* TEKS UNTUK DITELAAH *
((

Ketahanan pangan merupakan salah satu isu yang dibahas dalam COP28 di Dubai. Uni Emirat Arab selaku sahibulbait COP28 telah merilis rancangan awal deklarasi tentang pertanian, resiliensi sistem pangan, dan aksi iklim yang berkelanjutan. Rancangan deklarasi ini menekankan pentingnya mengintegrasikan transformasi sistem pangan dan pertanian dalam aksi iklim. Salah satunya dengan fokus pada sistem pertanian dan pangan yang dapat mengurangi emisi gas rumah kaca dan degradasi lingkungan. Sayangnya, Presiden Jokowi malah mempromosikan pengembangan biofuel yang merupakan solusi palsu dan tak menunjukkan keseriusan komitmen iklim. Pengembangan biofuel akan memicu ekspansi perkebunan monokultur yang memperparah kerusakan hutan dan gambut.

))

* BAHAN YANG DISEDIAKAN *

((

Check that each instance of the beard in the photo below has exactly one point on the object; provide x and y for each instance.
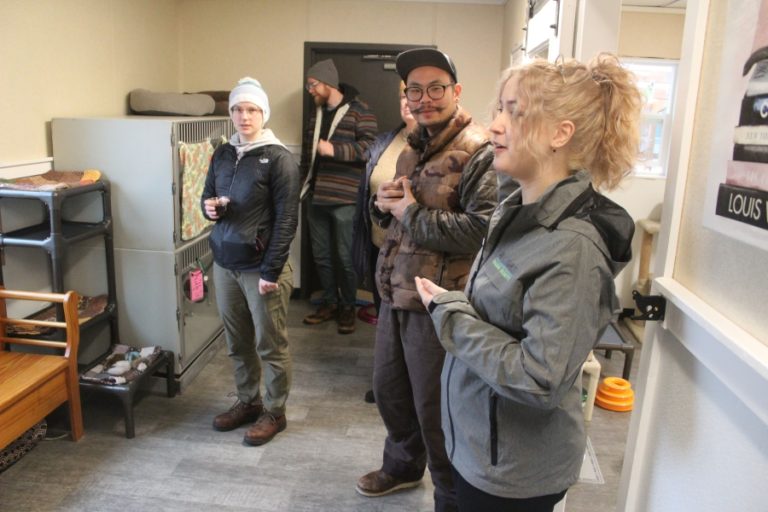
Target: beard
(319, 101)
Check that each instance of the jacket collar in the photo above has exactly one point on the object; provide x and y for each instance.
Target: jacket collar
(559, 196)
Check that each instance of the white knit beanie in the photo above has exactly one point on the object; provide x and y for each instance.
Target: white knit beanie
(250, 90)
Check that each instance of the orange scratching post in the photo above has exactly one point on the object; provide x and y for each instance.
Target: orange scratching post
(615, 394)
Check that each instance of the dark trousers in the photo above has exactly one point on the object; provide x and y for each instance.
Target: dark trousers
(330, 232)
(408, 360)
(472, 499)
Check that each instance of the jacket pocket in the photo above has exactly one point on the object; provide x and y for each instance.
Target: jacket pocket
(494, 434)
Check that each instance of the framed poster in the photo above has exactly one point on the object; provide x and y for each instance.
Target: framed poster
(737, 193)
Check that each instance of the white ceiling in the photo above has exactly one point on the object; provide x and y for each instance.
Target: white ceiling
(674, 4)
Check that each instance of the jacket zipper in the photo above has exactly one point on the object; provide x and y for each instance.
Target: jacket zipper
(448, 407)
(494, 428)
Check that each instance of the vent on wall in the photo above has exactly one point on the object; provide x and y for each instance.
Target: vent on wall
(199, 130)
(193, 253)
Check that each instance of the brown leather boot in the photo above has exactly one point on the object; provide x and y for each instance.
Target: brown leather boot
(266, 427)
(238, 414)
(322, 314)
(378, 483)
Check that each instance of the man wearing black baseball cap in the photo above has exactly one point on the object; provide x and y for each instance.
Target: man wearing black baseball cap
(436, 210)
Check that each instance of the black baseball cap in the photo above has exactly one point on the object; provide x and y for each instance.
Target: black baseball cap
(409, 60)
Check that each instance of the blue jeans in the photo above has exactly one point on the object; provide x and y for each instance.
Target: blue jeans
(330, 231)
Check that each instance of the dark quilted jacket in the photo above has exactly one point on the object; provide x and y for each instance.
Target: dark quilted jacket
(456, 191)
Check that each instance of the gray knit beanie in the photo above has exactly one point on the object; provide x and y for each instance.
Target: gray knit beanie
(325, 71)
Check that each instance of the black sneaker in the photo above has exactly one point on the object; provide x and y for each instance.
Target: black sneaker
(346, 319)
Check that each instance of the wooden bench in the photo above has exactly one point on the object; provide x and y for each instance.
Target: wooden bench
(32, 385)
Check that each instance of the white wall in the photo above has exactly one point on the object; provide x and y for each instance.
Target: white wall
(216, 51)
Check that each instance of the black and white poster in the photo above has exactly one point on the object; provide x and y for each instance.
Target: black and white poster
(738, 186)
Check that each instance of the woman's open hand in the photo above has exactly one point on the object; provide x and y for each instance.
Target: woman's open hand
(427, 290)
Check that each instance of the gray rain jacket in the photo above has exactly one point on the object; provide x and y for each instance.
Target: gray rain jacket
(541, 293)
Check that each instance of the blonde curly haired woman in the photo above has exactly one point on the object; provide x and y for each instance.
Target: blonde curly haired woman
(541, 290)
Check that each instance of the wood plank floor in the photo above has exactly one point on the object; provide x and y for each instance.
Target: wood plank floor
(177, 462)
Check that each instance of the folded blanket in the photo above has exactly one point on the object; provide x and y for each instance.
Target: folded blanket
(53, 180)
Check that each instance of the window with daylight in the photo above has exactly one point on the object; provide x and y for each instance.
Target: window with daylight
(656, 80)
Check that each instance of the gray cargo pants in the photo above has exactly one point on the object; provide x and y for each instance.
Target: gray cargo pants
(256, 334)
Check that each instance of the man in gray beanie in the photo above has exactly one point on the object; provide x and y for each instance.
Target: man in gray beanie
(333, 162)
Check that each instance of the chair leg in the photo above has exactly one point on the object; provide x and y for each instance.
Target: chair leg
(127, 399)
(170, 382)
(592, 368)
(73, 404)
(628, 355)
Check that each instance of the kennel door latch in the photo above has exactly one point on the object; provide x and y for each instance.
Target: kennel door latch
(650, 307)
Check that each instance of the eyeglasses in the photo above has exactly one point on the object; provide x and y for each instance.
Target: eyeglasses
(434, 91)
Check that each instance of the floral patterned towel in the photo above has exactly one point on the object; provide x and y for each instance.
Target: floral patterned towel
(195, 159)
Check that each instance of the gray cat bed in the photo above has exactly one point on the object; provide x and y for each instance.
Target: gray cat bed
(145, 102)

))

* TUGAS ANDA *
A) Sebutkan semua hal yang dibahas dalam rancangan awal deklarasi yang dirilis Uni Emirat Arab menurut teks tentang ketahanan pangan di COP28.
B) Ringkaslah teks tentang ketahanan pangan di COP28 dalam dua kalimat.
C) Tuliskan lanjutan teks tentang ketahanan pangan di COP28, dimulai setelah kalimat terakhirnya.
Baris-baris di atas merupakan bahan tersendiri yang terpisah dari teks.

* JAWABAN BERNOMOR *
A) pertanian; resiliensi sistem pangan; aksi iklim yang berkelanjutan

B) Dalam COP28 di Dubai, Uni Emirat Arab merilis rancangan awal deklarasi yang menekankan pentingnya mengintegrasikan transformasi sistem pangan dan pertanian dalam aksi iklim, antara lain dengan fokus pada sistem yang dapat mengurangi emisi gas rumah kaca dan degradasi lingkungan. Sebaliknya, Presiden Jokowi mempromosikan pengembangan biofuel, yang disebut sebagai solusi palsu dan akan memicu ekspansi perkebunan monokultur yang memperparah kerusakan hutan dan gambut.

C)
Belgis Habiba, Juru Kampanye Hutan Greenpeace Indonesia menyatakan Presiden Jokowi seperti terus menutup mata atas kegagalan proyek lumbung pangan atau food estate. Dalam pidatonya di forum Transforming Food Systems in the Face of Climate Change COP28 di Dubai, Uni Emirat Arab, Presiden Jokowi malah meminta dukungan dana dan teknologi untuk pengembangan food estate, dengan dalih bahwa sektor pertanian dan perkebunan bisa memproduksi biofuel seperti biodiesel. Jokowi mengklaim food estate bisa menyuplai kebutuhan pangan dan energi global. Padahal, hasil proyek lumbung pangan Jokowi jauh panggang dari api.
Berselang sekitar 12 jam dari pidato Jokowi di Dubai, aktivis Greenpeace, LBH Kalimantan Tengah, Save Our Borneo, dan Walhi Kalimantan Tengah ‘napak tilas’ ke area proyek food estate garapan Kementerian Pertahanan di Gunung Mas, Kalimantan Tengah. Menggelar aksi kreatif parodi ‘makan siang Presiden Jokowi dan tiga calon presiden di Pilpres 2024’, para aktivis kembali mengirimkan pesan bahwa proyek food estate bukanlah solusi ketahanan pangan, tetapi justru memperparah krisis pangan dan krisis iklim.
Kondisi food estate Gunung Mas hari ini tak jauh berbeda, meski sudah berselang satu tahun sejak Greenpeace Indonesia memotret kegagalan proyek ini pada November 2022. Tidak ada kebun singkong yang dijanjikan.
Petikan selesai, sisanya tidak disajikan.